• [Try it]: What is printed must match, line for line, the records from their first line through the line containing "Target: white dress shirt", with pictures left out.

• [Given records]:
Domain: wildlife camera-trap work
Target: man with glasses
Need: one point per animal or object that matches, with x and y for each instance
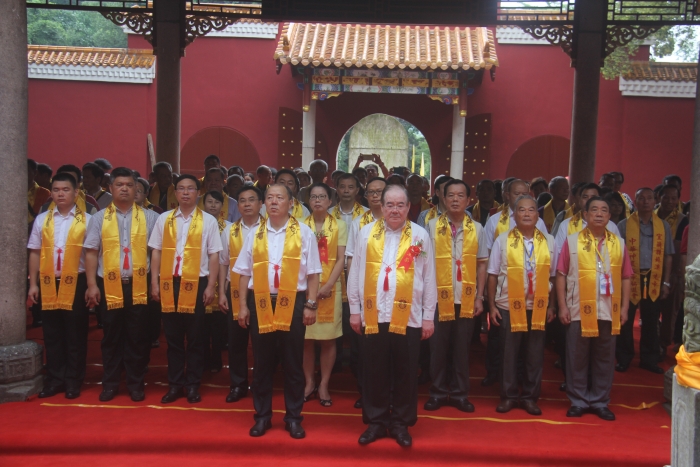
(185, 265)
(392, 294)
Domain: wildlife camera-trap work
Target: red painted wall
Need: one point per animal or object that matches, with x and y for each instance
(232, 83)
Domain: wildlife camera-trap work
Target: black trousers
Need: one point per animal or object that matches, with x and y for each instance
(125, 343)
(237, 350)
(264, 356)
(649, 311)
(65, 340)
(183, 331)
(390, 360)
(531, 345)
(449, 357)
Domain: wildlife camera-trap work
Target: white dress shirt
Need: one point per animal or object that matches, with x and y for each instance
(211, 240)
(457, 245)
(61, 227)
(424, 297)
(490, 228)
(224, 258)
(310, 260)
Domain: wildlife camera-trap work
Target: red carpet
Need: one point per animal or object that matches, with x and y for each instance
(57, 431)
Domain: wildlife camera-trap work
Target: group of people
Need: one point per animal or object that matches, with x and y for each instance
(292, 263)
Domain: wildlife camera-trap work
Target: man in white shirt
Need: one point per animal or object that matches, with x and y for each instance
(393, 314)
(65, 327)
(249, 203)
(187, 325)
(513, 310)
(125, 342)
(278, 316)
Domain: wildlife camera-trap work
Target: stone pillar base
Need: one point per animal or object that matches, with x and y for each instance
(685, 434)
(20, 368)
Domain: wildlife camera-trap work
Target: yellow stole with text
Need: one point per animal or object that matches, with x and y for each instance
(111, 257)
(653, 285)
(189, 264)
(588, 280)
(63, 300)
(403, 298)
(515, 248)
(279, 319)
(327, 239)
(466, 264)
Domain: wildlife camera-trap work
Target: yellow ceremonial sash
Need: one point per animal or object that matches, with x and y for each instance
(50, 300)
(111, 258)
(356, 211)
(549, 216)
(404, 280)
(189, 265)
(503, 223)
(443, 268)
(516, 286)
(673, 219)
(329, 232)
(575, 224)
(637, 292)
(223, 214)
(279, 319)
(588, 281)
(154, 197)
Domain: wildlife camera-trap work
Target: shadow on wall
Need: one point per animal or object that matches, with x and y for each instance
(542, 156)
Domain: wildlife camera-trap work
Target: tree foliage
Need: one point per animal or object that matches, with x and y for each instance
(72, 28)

• [Answer section]:
Domain: wildlife camera-trap work
Target: man with glasses
Need: one point per animal or object that matches, with x and y for each instance
(185, 265)
(392, 294)
Domain: wildlife camera-trap work
Target: red painted wall
Need: one point per animal or object that matches, with x and y for each instance
(232, 83)
Domain: wildlife camera-trap work
Target: black trousers
Need: one point per animal or object that matches, with x and y for each instance
(125, 343)
(237, 350)
(264, 356)
(649, 311)
(65, 340)
(183, 331)
(390, 360)
(531, 345)
(449, 357)
Domain: wildlife camera-trap work
Target: white dress shirt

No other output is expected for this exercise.